--- START ---

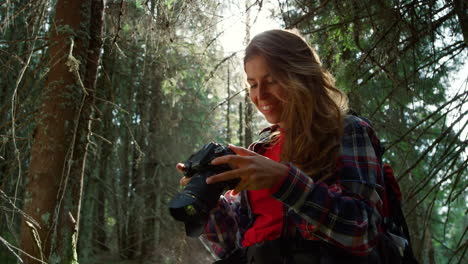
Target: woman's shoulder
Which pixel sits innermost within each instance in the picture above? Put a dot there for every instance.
(353, 123)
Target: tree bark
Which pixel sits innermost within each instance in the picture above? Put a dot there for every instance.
(53, 143)
(54, 187)
(461, 9)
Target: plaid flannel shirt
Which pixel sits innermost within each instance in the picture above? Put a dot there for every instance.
(344, 212)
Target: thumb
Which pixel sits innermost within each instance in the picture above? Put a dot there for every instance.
(242, 151)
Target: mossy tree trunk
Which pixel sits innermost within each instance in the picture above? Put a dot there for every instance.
(58, 156)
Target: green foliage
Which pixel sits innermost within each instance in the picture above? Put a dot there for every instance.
(394, 60)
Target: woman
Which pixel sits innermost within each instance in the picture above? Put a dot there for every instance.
(310, 190)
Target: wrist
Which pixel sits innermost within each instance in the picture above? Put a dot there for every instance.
(283, 172)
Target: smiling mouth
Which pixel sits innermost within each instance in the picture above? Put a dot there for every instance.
(267, 107)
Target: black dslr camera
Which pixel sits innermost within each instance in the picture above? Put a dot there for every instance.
(193, 204)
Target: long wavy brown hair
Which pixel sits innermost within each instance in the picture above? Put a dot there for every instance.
(314, 109)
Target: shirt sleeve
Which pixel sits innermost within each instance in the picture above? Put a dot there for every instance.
(344, 212)
(221, 230)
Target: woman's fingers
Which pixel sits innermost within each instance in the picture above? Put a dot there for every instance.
(226, 176)
(242, 151)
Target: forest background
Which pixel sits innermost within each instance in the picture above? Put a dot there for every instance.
(99, 101)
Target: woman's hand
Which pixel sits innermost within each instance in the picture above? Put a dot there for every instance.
(255, 171)
(184, 180)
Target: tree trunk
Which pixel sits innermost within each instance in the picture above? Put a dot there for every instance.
(59, 139)
(248, 133)
(228, 111)
(52, 146)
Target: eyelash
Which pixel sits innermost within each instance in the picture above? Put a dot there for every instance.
(268, 83)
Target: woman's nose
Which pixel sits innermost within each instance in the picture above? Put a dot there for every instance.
(263, 91)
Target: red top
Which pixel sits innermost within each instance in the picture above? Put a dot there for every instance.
(269, 211)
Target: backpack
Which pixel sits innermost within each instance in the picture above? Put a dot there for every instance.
(395, 243)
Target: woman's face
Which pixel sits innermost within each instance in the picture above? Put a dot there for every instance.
(265, 92)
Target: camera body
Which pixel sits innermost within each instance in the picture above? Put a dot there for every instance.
(193, 204)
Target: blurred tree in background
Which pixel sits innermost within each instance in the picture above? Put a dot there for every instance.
(95, 111)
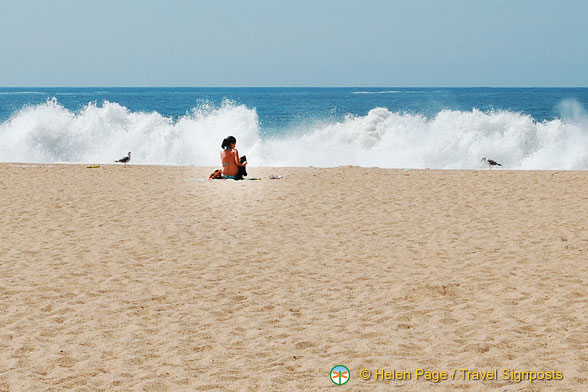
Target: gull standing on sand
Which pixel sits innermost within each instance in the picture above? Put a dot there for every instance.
(489, 162)
(126, 159)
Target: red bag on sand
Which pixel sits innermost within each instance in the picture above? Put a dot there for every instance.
(216, 175)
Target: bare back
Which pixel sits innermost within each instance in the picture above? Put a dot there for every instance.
(230, 160)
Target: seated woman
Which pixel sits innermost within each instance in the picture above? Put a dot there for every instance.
(230, 159)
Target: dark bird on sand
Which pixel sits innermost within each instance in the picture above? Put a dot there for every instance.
(490, 163)
(126, 159)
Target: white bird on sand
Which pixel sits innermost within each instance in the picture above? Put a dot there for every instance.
(490, 163)
(126, 159)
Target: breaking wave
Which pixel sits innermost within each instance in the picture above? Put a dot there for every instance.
(450, 140)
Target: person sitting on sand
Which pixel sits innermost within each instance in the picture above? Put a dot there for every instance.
(230, 159)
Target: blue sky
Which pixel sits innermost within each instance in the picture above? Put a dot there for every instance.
(294, 43)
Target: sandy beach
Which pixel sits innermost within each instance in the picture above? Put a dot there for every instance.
(149, 278)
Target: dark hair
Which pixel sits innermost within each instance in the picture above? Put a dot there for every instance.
(228, 141)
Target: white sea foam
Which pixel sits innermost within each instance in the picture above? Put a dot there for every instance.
(377, 92)
(450, 140)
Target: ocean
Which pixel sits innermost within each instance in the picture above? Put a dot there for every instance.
(437, 128)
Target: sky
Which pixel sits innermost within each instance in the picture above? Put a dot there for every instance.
(234, 43)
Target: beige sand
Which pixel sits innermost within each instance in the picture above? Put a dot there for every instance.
(144, 278)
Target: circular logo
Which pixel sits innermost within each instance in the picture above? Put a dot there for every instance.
(340, 375)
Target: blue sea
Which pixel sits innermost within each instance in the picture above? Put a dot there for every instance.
(441, 128)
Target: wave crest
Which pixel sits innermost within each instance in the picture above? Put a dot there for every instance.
(449, 140)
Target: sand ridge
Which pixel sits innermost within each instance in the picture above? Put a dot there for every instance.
(146, 278)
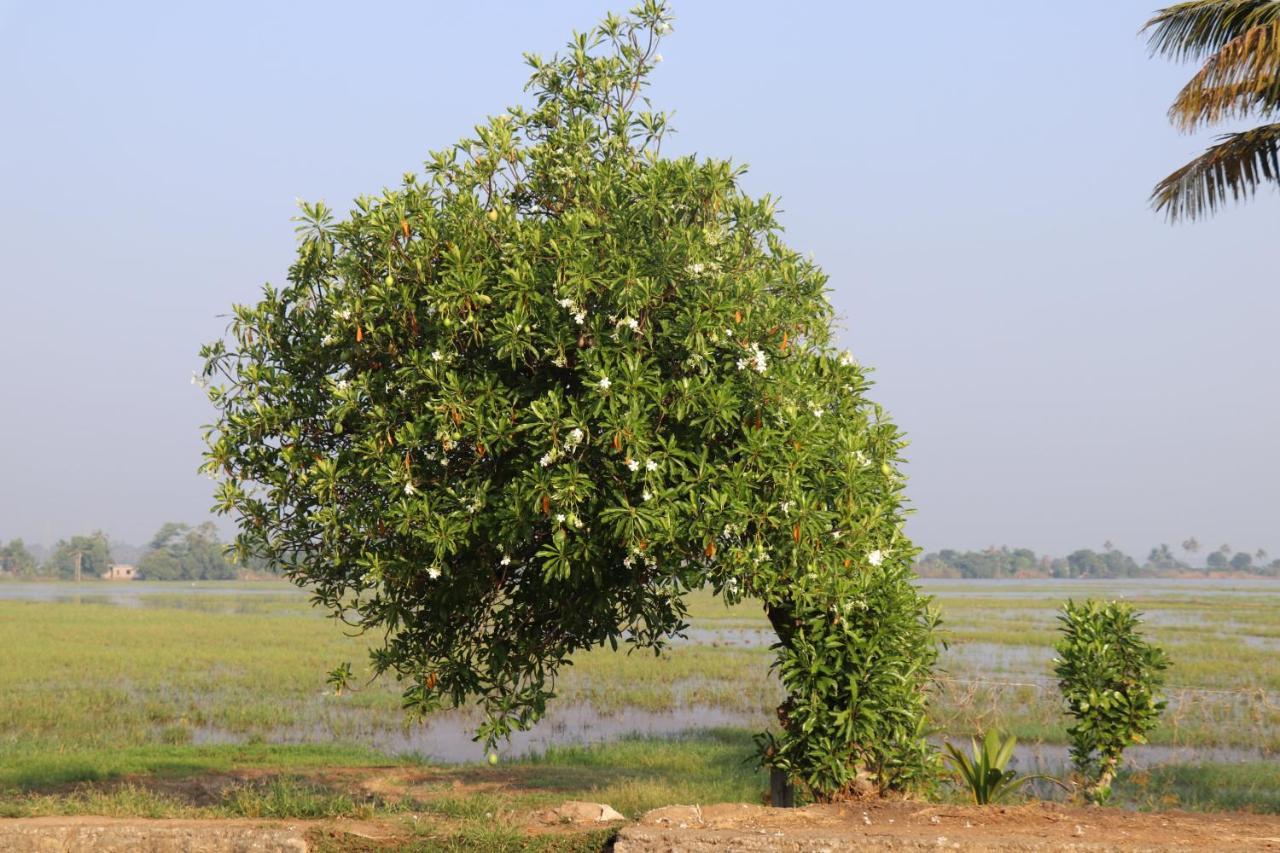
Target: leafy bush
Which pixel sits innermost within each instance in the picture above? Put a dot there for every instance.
(1109, 675)
(519, 406)
(984, 774)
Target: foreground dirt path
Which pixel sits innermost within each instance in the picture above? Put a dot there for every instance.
(918, 826)
(138, 835)
(874, 825)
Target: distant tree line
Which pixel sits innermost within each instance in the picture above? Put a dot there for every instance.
(176, 552)
(1107, 562)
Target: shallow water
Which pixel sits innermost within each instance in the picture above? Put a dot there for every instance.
(447, 737)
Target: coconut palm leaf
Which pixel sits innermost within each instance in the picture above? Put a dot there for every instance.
(1242, 77)
(1198, 28)
(1233, 169)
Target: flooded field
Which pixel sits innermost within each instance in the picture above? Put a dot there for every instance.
(132, 665)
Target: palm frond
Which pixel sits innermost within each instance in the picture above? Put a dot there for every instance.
(1232, 169)
(1242, 77)
(1201, 27)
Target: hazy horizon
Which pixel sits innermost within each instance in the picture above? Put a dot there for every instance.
(1069, 368)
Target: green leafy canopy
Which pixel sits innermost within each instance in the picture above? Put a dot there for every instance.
(519, 405)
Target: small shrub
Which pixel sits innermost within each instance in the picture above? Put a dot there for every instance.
(984, 774)
(1109, 675)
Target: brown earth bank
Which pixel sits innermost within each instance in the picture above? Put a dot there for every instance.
(872, 825)
(882, 825)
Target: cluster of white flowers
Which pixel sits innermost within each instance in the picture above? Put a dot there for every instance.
(757, 361)
(575, 309)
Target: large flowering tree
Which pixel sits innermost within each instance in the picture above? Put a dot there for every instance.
(520, 405)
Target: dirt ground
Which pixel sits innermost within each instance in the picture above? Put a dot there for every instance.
(864, 825)
(881, 825)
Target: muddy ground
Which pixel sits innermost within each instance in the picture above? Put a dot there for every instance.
(864, 825)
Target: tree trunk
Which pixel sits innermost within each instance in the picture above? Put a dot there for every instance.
(782, 793)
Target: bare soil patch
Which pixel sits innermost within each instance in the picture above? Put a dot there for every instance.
(881, 825)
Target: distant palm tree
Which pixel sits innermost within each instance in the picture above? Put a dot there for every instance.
(1239, 44)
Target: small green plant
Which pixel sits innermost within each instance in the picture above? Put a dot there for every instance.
(1109, 675)
(984, 774)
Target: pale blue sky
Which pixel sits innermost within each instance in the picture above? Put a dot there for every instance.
(972, 176)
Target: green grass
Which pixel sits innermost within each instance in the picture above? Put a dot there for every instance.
(192, 684)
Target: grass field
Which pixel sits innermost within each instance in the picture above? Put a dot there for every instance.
(109, 683)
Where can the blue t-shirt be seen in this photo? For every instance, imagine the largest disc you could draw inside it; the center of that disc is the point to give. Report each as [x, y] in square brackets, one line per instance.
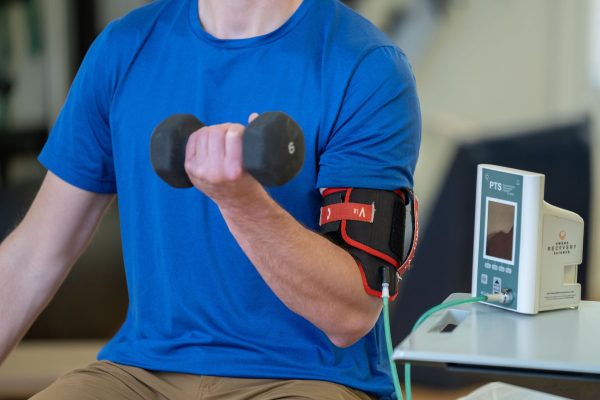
[196, 303]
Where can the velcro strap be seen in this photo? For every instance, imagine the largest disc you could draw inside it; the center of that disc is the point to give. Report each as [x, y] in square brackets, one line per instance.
[347, 211]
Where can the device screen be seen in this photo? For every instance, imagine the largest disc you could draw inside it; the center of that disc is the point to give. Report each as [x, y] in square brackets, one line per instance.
[500, 230]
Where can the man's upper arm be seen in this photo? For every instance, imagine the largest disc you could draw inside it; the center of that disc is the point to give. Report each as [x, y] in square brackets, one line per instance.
[61, 221]
[375, 140]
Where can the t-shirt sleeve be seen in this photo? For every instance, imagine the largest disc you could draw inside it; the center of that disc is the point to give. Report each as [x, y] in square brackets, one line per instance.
[375, 140]
[79, 148]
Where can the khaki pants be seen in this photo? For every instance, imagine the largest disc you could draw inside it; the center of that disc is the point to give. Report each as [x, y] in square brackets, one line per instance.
[105, 380]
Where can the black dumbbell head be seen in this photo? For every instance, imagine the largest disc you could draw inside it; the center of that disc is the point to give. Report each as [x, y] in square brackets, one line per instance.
[273, 148]
[167, 148]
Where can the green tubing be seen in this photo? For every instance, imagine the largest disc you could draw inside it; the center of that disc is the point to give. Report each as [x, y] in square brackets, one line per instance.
[423, 317]
[388, 339]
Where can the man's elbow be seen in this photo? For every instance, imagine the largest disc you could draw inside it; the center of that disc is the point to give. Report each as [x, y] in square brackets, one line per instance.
[351, 330]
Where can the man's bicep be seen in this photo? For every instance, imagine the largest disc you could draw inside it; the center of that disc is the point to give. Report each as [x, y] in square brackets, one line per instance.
[61, 220]
[376, 137]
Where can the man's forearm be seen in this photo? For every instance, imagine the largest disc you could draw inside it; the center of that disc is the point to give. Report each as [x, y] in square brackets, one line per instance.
[312, 276]
[36, 257]
[24, 291]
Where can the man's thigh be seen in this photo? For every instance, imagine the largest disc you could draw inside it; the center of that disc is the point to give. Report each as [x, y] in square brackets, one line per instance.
[104, 380]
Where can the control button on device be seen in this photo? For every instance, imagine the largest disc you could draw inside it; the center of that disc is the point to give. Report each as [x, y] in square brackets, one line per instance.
[496, 285]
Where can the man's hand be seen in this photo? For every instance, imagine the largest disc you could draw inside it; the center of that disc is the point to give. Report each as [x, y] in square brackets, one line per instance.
[214, 163]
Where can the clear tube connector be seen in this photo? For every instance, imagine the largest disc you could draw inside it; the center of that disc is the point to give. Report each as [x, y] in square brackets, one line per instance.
[505, 296]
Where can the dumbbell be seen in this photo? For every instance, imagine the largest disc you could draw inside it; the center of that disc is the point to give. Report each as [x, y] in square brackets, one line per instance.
[272, 148]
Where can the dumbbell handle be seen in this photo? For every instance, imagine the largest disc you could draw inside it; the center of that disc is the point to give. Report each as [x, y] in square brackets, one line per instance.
[273, 148]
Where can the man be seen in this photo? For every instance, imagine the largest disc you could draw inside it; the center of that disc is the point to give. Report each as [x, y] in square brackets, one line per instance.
[232, 293]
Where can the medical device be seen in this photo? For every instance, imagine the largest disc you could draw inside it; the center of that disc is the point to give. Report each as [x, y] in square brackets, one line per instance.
[526, 252]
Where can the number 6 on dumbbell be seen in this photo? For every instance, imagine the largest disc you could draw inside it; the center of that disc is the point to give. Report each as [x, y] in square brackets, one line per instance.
[273, 148]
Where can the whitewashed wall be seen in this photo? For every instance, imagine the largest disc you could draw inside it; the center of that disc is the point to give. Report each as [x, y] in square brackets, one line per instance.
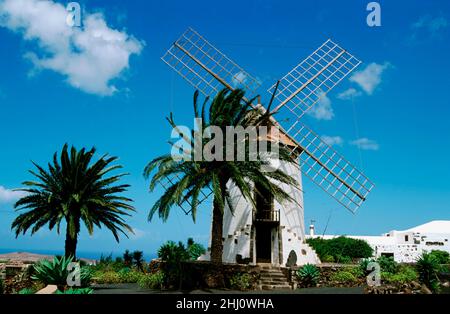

--- END ---

§ **WHAT YOU SHOULD DO**: Which of the lines in the material carry the string "leafy"? Pull them out.

§ **OUTPUT**:
Target: leafy bush
Target: green leafy canopy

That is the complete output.